EXERCISE DATA:
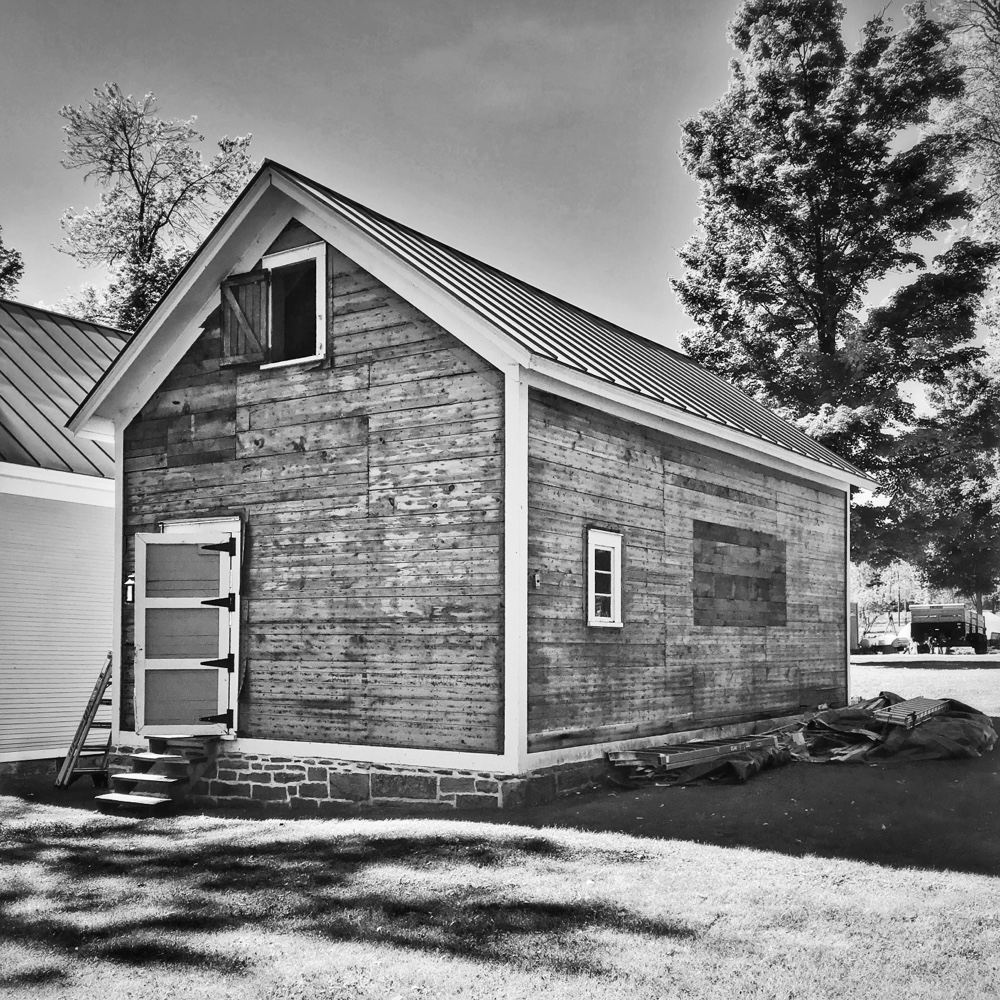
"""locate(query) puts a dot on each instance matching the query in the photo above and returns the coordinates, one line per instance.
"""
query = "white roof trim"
(51, 484)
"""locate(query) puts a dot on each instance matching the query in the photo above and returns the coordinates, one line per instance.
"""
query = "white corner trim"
(515, 641)
(400, 756)
(118, 586)
(560, 380)
(51, 484)
(847, 596)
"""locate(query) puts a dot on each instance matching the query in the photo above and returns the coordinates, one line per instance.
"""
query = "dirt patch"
(929, 814)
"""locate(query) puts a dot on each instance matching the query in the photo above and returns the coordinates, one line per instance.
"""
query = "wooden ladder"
(161, 776)
(98, 754)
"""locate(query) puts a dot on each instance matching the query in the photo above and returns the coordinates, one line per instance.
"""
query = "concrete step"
(133, 802)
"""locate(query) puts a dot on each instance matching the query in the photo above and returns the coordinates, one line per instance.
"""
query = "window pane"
(181, 571)
(293, 305)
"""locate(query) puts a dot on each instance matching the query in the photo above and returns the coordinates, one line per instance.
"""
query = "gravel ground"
(976, 686)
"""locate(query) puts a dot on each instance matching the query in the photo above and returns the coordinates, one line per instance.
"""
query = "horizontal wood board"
(371, 488)
(733, 593)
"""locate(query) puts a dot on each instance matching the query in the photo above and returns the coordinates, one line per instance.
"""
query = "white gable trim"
(50, 484)
(435, 303)
(560, 380)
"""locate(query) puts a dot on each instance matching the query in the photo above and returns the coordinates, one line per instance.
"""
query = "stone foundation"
(312, 784)
(315, 784)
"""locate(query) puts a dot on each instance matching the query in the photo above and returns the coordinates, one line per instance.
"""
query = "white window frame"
(612, 541)
(297, 255)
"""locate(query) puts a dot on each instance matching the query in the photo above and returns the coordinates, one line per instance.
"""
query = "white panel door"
(186, 632)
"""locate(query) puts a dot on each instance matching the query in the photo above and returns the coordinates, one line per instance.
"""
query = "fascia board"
(426, 295)
(180, 305)
(98, 429)
(550, 376)
(54, 484)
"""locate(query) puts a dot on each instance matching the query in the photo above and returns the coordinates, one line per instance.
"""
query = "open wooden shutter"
(245, 317)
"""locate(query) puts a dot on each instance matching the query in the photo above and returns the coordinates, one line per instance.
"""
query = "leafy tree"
(159, 195)
(11, 269)
(820, 176)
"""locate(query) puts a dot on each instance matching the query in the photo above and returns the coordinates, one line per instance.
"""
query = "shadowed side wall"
(370, 485)
(733, 594)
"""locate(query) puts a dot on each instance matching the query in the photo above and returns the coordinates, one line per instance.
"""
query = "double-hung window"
(604, 578)
(276, 315)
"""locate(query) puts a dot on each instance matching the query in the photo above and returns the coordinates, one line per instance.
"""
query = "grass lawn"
(200, 906)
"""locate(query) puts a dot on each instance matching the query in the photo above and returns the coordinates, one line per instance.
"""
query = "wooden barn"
(56, 530)
(404, 526)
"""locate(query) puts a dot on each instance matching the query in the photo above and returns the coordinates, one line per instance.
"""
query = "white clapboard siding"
(55, 619)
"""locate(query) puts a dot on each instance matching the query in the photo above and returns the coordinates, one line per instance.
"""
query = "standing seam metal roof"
(48, 364)
(563, 333)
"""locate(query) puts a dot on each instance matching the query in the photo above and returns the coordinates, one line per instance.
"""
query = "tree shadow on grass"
(134, 895)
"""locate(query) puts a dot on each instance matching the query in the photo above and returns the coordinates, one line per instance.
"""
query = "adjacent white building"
(56, 529)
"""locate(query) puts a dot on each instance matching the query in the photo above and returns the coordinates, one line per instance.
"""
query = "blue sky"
(538, 135)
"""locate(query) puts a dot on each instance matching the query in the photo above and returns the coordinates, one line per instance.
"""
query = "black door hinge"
(228, 661)
(228, 546)
(226, 717)
(229, 602)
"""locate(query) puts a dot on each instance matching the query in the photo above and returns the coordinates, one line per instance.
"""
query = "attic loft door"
(186, 632)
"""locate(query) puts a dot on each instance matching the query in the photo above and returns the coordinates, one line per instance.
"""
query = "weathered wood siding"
(734, 584)
(371, 491)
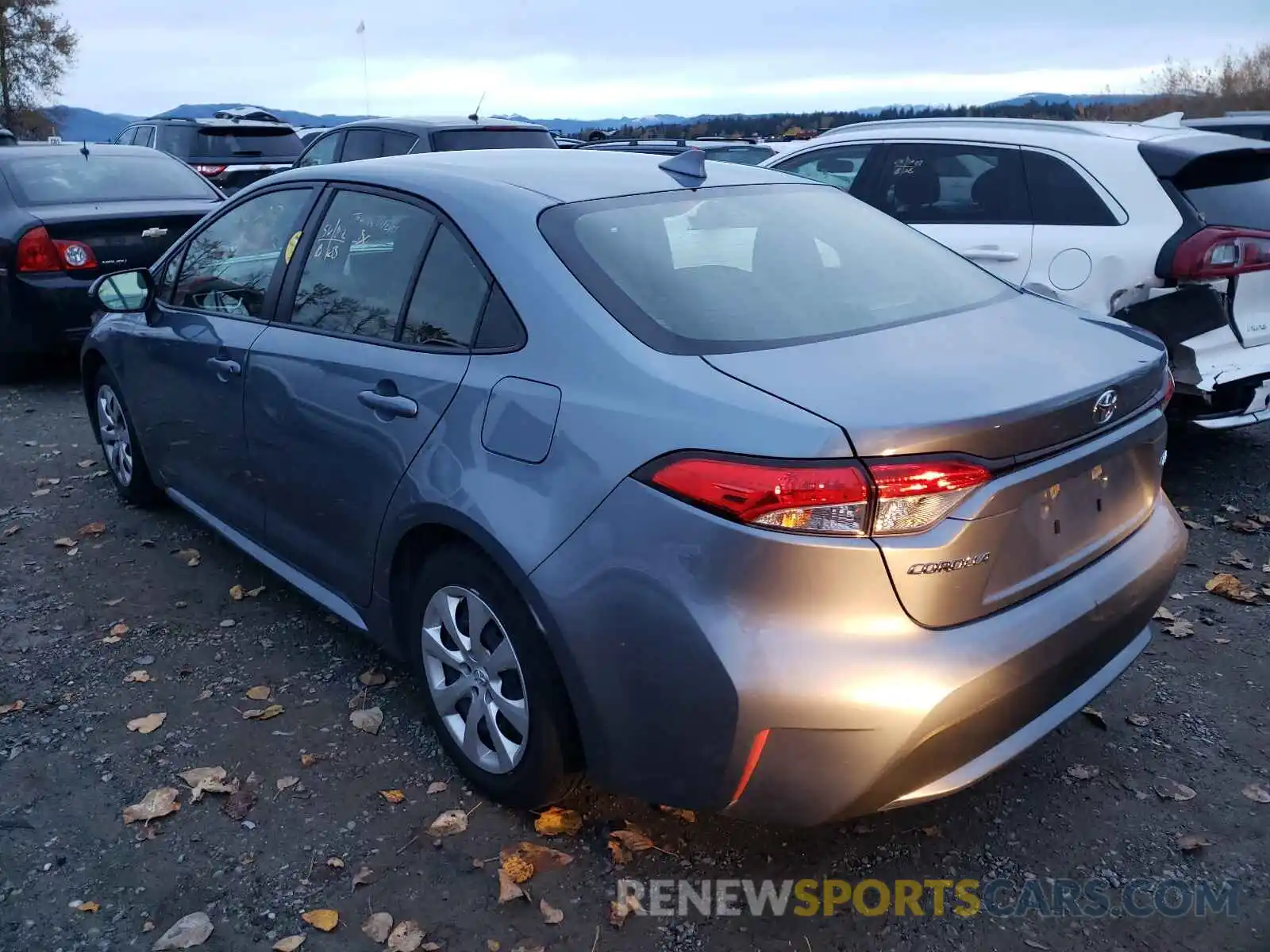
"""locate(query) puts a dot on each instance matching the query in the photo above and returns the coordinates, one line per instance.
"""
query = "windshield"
(73, 179)
(463, 140)
(745, 268)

WHAT YOU WILL DO:
State how many lines of the material above contain the string "siding", treating uppercase and lowercase as different. Reply with only the number.

RESULT FOR THIS TASK:
2